Depuis la fin de la seconde guerre mondial, la ruralité est
rentrée dans une crise-mutation sans précédent.
Ce processus de décomposition-recomposition de l’espace
rural est multiple.
Modernisation et mécanisation de l’agriculture par
l’intégration de celle-ci à l’économie
de marché, mutations foncières (remembrement, concetration,
spécialisation), crise de l’identité de l’agriculteur
(du paysan vers l’entrepreneur agricole), crise des fonctions
de ces territoires, désertification, marginalisation d’espaces
ruraux, revitalisation de villages avec la périurbanisation
qui débute en 1962.
Si les géographes en viennent en conclure que l’on
ne peut s’opposer à la désertification dans
le cadre d’une économie de croissance qui nécessairement
hiérarchise des territoires économiquement rentables,
la décroissance porteuse du projet des « 6 R »,
ne doit elle pas « oser le désert » et considérer
alors celui-ci comme un atout ?
La décroissance pour lutter contre l’idée de
l’irréversibilité de ces mutations et la déqualification
des espaces ruraux, doit prendre sa place dans le débat engagé
sur ces questions trop longtemps monopolisées par l’affrontement
entre une idéologie pro-urbaine et une idéologie rurale
passéiste.
1. La modernisation et la mécanisation de l’agriculture.
(1950-1990)
En décembre 1949, le philosophe Heidegger explique à
Brême que « la motorisation de l’agriculture est
dans son essence la même chose que la fabrication des cadavres
dans les chambres à gaz et les camps d’anéantissement
». En 1951 le ministre Colson proclame lui l’objectif
qui sera celui de toutes les politiques françaises et européennes
: il y a en France « 1 million d’ agriculteurs en trop
», leur destruction sera le signe du Progrès. En 1959,
un programme de « vulgarisation agricole » est promulgué
pour équiper les agriculteurs en tracteurs. Ainsi en 1965,
on atteint 1 000 000 de tracteurs. Le saccage de la Terre par la
productivité permise par la technique, débute. La
motorisation n’est pourtant pas possible partout. Les pentes
fortes par exemple des terrasses méditerranéennes,
sont impraticables pour les tracteurs. L’introduction de la
motorisation dans l’espace méditerranéen entraîne
alors dans les années 1950-1970, l’abandon de ces terres
et donc la transformation du paysage agraire. Le bocage breton composé
de petites parcelles, interdit également l’introduction
de la motorisation. Pourtant un vaste mouvement de remembrement
et agrandissement des parcelles par le moyen de la destruction du
bocage breton, va permettre l’introduction de la motorisation
de l’agriculture et donc l’apparition d’industries
agroalimentaires. Pour agrandir les parcelles afin que la motorisation
de l’agriculture soit rentable, on arrache alors les haies,
on détruit les talus, on comble les chemins creux. Dans ce
nouveau paysage agraire, l’ensemble de l’agriculture
va enfin pouvoir s’intégrer à l’économie
de marché mondialisée. Cependant avec l’aggravation
du ruissellement des eaux et l’importance dès lors
de l’érosion éolienne, les conséquences
naturelles de cette transformation technicisée du paysage
agraire breton, sont catastrophiques, sans parler bien entendu de
la pollution des sols et des nappes phréatiques par les engrais
chimiques.

▸ **DONNÉES FOURNIES**
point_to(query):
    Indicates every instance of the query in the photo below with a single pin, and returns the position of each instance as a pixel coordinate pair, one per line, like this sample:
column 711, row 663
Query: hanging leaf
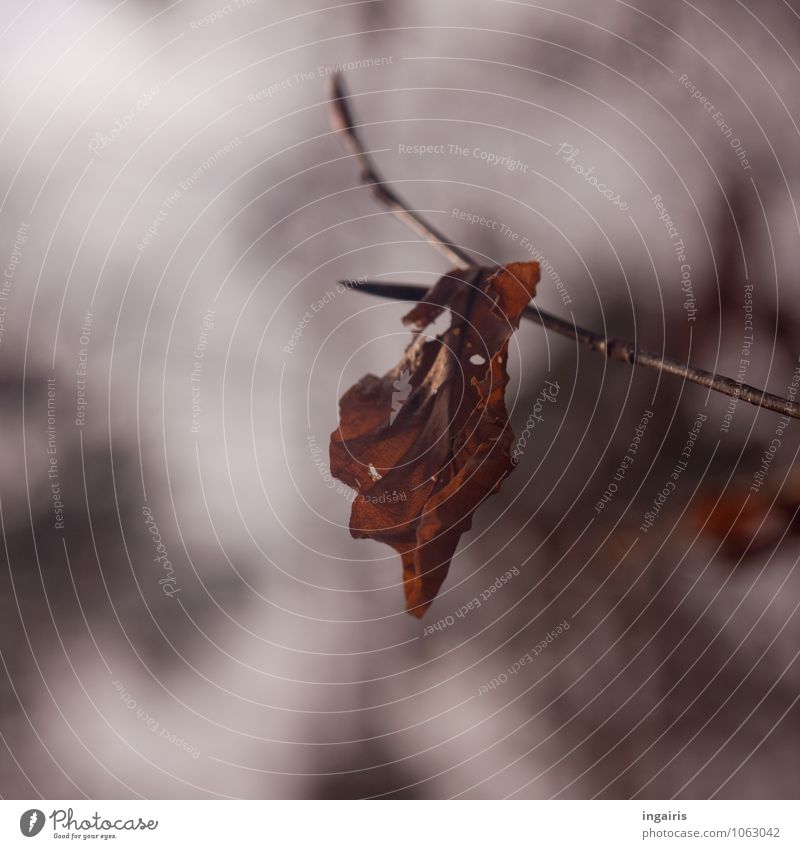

▸ **LISTE DES CONSIGNES**
1 > D'après le texte source, en quelle année débute la périurbanisation ?
2 > Reproduisez fidèlement le passage du texte source situé entre « La décroissance pour » et « mécanisation de l’agriculture. », ces deux limites comprises.

▸ **RÉPONSES PAR CONSIGNE**
1 > En 1962.

2 >
La décroissance pour lutter contre l’idée de
l’irréversibilité de ces mutations et la déqualification
des espaces ruraux, doit prendre sa place dans le débat engagé
sur ces questions trop longtemps monopolisées par l’affrontement
entre une idéologie pro-urbaine et une idéologie rurale
passéiste.
1. La modernisation et la mécanisation de l’agriculture.